Task
In the blog post on rifling, which creatures occupy more than half of Russia in the author's 17th century world?

Thursday, November 24, 2011

Rifling

I'm afraid this post isn't going to be very good.  It's difficult to relate rifling to D&D, for while the development had great consequences upon the future of warfare after the technology was implemented en masse, I'm afraid the lack of the technology wasn't something that people went around noticing or writing psychological treatises about.  It would have been nice to have something written by Kepler or Torricelli about what a darn pain it was - a socially relevant pain, that is - that the guns on the battlefield didn't fire straight, but alas if it's out there it's in either German or Italian, and no one has quoted it yet in the shot of my ears.

So the lack of rifling and its influence on D&D is somewhat obvious.  There was no rifling and D&D more or less exists without guns that fire straight.

We can't call it quits there, unfortunately.  This is the sort of problem that's going to come up again and again as the technologies become more and more advanced.  We're dedicated towards writing them right through to the end, so we'll just have to get proficient and digging out the pertinent details and do the best we can.

It must be said that, more or less, D&D exists without guns.  Most persons are happy to run campaigns that take place in a sort of ethereal historical situation, in which there are no guns, or various other chemical technologies ... though of course there's experimentation and social development and extremely heavy armor of the kind that wasn't developed until the 15th century: a sort of potpourri of selected technological developments.  There's nothing wrong with this, of course.  My pedantic nature feels the need to point out that this potpourri is mostly the result of poor scholarship and a lot of misunderstandings about historical developments of weapons and social interaction, but I'm not saying you can't consider the ignorance a blessing and just enjoy the fact that so many disparate elements of human history are tumbled together into the D&D fantasy system.

I'm not demonizing the ignorance.  I'm just saying, it's there.

Willy nilly, I think we all keep and toss out the elements of things that most suit our peculiar natures.  The D&D world, by necessity, has in it a thousand discontinuities even before you get to the historical dissonance - what with magic, monsters, actual gods and so on, we're not talking about any sort of realistic portrayal of anything.  I mean shit, how do I argue my 17th century world is anything like Earth when more than half of Russia is occupied by goblins, orcs and hobgoblins, with an existing Greek and Hindu pantheon of gods fighting it out on planes of existence drawn completely from my own imagination and mixed in with the endless hodgepodge of mythological beasts and places?  I can't.  D&D is not real.  It's important - like any dramatic invention - that it FEELS real, but we're obviously not saying that it is.

So when the question of rifling comes up, and any of a number of other alien-to-D&D technologies, like plastics and satellites and fusion, we're certainly NOT saying you can't toss them into the pot and stir them around to suit your needs.  Hell, who says there can't be a race of intelligent warthogs with opposable thumbs from the Plane of Excrete whose attempt to enslave the prime material plane for their shit production isn't aided by muskets with rifling?  Could be.  What is the party to do, as they face these dangerous hogs with swords and magic?  The best they can, that's what.

Thus the onus is upon me to talk about the difference between firearms without rifling and firearms with, and the possible social consequences that could be installed in your world to make things more interesting.

Records from a pointing dataset:

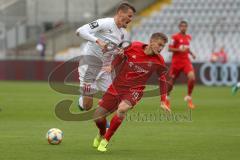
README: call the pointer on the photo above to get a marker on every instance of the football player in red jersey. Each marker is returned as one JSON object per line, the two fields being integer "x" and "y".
{"x": 180, "y": 47}
{"x": 139, "y": 62}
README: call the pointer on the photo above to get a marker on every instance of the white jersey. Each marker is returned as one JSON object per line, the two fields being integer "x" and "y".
{"x": 106, "y": 30}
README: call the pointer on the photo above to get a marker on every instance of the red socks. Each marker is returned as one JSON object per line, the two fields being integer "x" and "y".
{"x": 115, "y": 123}
{"x": 190, "y": 86}
{"x": 101, "y": 124}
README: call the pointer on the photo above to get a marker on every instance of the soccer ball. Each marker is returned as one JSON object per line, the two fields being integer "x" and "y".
{"x": 54, "y": 136}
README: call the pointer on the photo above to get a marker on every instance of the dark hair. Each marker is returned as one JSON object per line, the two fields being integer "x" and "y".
{"x": 183, "y": 22}
{"x": 159, "y": 35}
{"x": 125, "y": 6}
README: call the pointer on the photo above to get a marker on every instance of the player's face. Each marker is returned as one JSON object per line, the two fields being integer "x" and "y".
{"x": 157, "y": 45}
{"x": 183, "y": 28}
{"x": 125, "y": 17}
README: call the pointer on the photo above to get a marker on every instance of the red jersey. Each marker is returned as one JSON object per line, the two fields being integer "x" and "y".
{"x": 178, "y": 41}
{"x": 137, "y": 68}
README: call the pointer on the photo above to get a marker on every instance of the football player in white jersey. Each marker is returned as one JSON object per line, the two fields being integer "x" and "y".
{"x": 96, "y": 75}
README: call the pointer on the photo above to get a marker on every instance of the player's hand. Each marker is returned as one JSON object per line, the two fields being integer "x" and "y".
{"x": 194, "y": 56}
{"x": 107, "y": 69}
{"x": 165, "y": 107}
{"x": 102, "y": 45}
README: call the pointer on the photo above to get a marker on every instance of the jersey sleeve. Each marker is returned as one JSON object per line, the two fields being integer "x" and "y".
{"x": 87, "y": 31}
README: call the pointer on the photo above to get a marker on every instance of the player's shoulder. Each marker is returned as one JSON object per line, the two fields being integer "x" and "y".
{"x": 107, "y": 20}
{"x": 135, "y": 46}
{"x": 175, "y": 35}
{"x": 161, "y": 59}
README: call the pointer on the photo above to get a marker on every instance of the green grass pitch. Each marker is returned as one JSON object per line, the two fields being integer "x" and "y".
{"x": 27, "y": 112}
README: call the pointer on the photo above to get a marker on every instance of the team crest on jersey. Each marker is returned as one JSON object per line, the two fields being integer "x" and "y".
{"x": 122, "y": 36}
{"x": 93, "y": 24}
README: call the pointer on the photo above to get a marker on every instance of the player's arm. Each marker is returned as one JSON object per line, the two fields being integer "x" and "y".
{"x": 87, "y": 31}
{"x": 172, "y": 47}
{"x": 163, "y": 85}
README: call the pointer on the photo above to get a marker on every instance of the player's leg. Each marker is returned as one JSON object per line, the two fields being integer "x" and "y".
{"x": 189, "y": 71}
{"x": 116, "y": 121}
{"x": 104, "y": 80}
{"x": 175, "y": 71}
{"x": 107, "y": 105}
{"x": 87, "y": 87}
{"x": 235, "y": 88}
{"x": 129, "y": 100}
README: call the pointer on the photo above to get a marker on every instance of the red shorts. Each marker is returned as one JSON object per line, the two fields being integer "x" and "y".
{"x": 111, "y": 101}
{"x": 176, "y": 69}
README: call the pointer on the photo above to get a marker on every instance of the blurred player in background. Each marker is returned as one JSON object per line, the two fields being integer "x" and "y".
{"x": 139, "y": 62}
{"x": 180, "y": 47}
{"x": 96, "y": 76}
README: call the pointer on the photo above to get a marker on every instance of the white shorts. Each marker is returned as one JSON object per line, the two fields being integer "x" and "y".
{"x": 93, "y": 79}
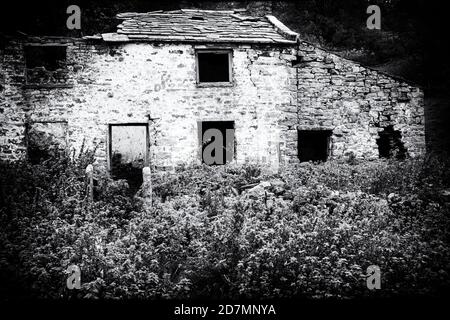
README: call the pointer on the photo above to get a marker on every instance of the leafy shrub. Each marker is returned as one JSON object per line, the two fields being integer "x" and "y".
{"x": 310, "y": 231}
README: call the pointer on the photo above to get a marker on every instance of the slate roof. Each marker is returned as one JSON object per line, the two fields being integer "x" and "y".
{"x": 205, "y": 26}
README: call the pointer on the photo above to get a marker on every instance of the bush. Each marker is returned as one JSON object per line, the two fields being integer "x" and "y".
{"x": 310, "y": 231}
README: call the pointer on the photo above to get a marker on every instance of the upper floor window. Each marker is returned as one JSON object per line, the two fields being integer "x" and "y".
{"x": 214, "y": 67}
{"x": 45, "y": 64}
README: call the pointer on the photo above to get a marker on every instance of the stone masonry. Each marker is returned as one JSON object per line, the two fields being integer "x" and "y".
{"x": 276, "y": 89}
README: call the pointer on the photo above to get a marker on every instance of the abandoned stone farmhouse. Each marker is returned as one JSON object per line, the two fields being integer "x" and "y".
{"x": 146, "y": 94}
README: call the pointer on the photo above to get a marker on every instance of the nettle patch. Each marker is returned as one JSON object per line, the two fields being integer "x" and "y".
{"x": 227, "y": 231}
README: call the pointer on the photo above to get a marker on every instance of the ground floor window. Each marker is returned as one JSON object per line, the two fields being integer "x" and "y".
{"x": 128, "y": 152}
{"x": 390, "y": 144}
{"x": 313, "y": 145}
{"x": 217, "y": 142}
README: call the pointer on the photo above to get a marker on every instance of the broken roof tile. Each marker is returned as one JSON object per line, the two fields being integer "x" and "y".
{"x": 194, "y": 25}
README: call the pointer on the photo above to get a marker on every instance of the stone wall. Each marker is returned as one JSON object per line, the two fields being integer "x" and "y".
{"x": 155, "y": 84}
{"x": 356, "y": 103}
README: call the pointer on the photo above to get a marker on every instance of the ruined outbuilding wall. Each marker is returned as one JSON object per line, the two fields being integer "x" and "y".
{"x": 156, "y": 84}
{"x": 356, "y": 103}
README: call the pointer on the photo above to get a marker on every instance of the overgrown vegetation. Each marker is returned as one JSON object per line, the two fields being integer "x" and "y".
{"x": 227, "y": 232}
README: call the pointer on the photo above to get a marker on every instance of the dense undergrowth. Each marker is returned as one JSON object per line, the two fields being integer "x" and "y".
{"x": 227, "y": 232}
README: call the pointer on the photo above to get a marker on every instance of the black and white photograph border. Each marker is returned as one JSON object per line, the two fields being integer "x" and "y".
{"x": 229, "y": 152}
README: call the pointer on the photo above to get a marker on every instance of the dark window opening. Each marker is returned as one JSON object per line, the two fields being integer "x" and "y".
{"x": 313, "y": 145}
{"x": 390, "y": 144}
{"x": 49, "y": 57}
{"x": 297, "y": 62}
{"x": 213, "y": 66}
{"x": 128, "y": 153}
{"x": 217, "y": 141}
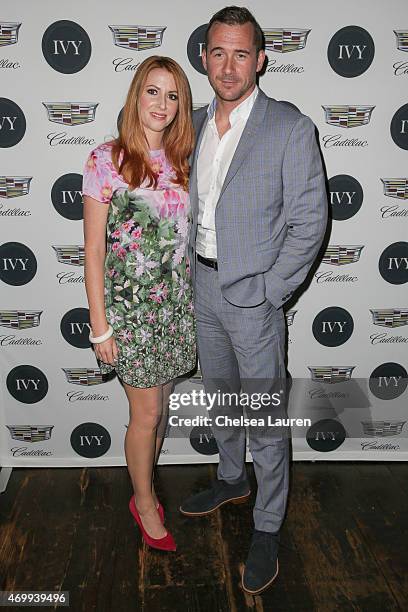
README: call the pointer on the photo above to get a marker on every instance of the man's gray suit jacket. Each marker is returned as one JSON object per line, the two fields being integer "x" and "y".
{"x": 271, "y": 215}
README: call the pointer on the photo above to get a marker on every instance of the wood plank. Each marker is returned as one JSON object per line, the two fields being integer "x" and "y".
{"x": 339, "y": 566}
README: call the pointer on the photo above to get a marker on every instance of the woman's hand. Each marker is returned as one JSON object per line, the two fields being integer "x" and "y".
{"x": 107, "y": 351}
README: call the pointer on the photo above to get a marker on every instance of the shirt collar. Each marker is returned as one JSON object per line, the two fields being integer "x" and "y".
{"x": 241, "y": 111}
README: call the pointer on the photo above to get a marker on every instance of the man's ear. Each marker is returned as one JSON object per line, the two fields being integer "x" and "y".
{"x": 204, "y": 58}
{"x": 261, "y": 60}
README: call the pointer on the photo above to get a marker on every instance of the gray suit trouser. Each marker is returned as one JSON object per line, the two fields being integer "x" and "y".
{"x": 243, "y": 349}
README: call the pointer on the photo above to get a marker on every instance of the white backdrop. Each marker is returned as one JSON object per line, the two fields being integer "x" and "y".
{"x": 348, "y": 363}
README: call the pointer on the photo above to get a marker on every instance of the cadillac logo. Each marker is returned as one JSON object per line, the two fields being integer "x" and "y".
{"x": 71, "y": 113}
{"x": 382, "y": 428}
{"x": 138, "y": 38}
{"x": 330, "y": 374}
{"x": 348, "y": 116}
{"x": 339, "y": 255}
{"x": 402, "y": 39}
{"x": 283, "y": 41}
{"x": 72, "y": 254}
{"x": 30, "y": 433}
{"x": 14, "y": 186}
{"x": 83, "y": 376}
{"x": 8, "y": 33}
{"x": 390, "y": 317}
{"x": 20, "y": 319}
{"x": 290, "y": 315}
{"x": 197, "y": 377}
{"x": 396, "y": 188}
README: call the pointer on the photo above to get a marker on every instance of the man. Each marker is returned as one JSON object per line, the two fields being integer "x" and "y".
{"x": 259, "y": 212}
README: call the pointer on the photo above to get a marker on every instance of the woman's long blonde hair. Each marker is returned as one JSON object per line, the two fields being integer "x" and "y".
{"x": 178, "y": 137}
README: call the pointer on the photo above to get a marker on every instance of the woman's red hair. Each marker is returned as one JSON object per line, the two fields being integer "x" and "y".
{"x": 178, "y": 137}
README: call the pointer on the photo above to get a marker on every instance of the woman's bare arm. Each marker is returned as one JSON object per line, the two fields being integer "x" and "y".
{"x": 95, "y": 219}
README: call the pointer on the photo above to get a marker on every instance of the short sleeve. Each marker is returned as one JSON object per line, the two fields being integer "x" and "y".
{"x": 98, "y": 178}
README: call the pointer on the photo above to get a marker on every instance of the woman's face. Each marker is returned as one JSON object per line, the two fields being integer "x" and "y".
{"x": 158, "y": 104}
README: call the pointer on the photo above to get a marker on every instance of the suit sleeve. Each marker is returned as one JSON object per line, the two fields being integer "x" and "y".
{"x": 305, "y": 209}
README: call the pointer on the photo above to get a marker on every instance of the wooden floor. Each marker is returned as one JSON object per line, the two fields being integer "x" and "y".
{"x": 344, "y": 542}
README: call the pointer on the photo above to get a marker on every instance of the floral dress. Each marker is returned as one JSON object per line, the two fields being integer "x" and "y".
{"x": 148, "y": 293}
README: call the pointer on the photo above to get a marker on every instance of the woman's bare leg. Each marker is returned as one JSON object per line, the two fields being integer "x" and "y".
{"x": 145, "y": 409}
{"x": 161, "y": 427}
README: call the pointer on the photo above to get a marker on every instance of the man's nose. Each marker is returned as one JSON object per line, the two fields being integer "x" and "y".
{"x": 229, "y": 64}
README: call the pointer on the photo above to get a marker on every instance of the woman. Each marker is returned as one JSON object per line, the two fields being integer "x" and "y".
{"x": 137, "y": 275}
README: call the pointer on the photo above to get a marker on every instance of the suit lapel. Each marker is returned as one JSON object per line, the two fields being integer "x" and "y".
{"x": 248, "y": 138}
{"x": 193, "y": 175}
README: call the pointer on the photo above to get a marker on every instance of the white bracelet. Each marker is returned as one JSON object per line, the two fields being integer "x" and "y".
{"x": 99, "y": 339}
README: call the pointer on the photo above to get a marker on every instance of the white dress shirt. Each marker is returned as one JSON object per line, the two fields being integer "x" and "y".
{"x": 214, "y": 158}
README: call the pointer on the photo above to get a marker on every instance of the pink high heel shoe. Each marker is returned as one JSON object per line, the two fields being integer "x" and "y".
{"x": 160, "y": 510}
{"x": 166, "y": 543}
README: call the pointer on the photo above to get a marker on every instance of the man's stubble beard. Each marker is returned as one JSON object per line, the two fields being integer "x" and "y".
{"x": 225, "y": 98}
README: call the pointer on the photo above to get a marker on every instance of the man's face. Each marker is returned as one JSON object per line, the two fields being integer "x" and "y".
{"x": 231, "y": 60}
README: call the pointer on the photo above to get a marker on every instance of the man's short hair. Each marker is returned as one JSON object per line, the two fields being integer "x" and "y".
{"x": 238, "y": 15}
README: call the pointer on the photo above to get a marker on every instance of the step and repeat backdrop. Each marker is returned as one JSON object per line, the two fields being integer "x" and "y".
{"x": 65, "y": 69}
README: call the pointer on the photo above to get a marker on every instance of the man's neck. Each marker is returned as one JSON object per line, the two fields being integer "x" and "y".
{"x": 224, "y": 108}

Response to the exercise
Goblins, orcs and hobgoblins.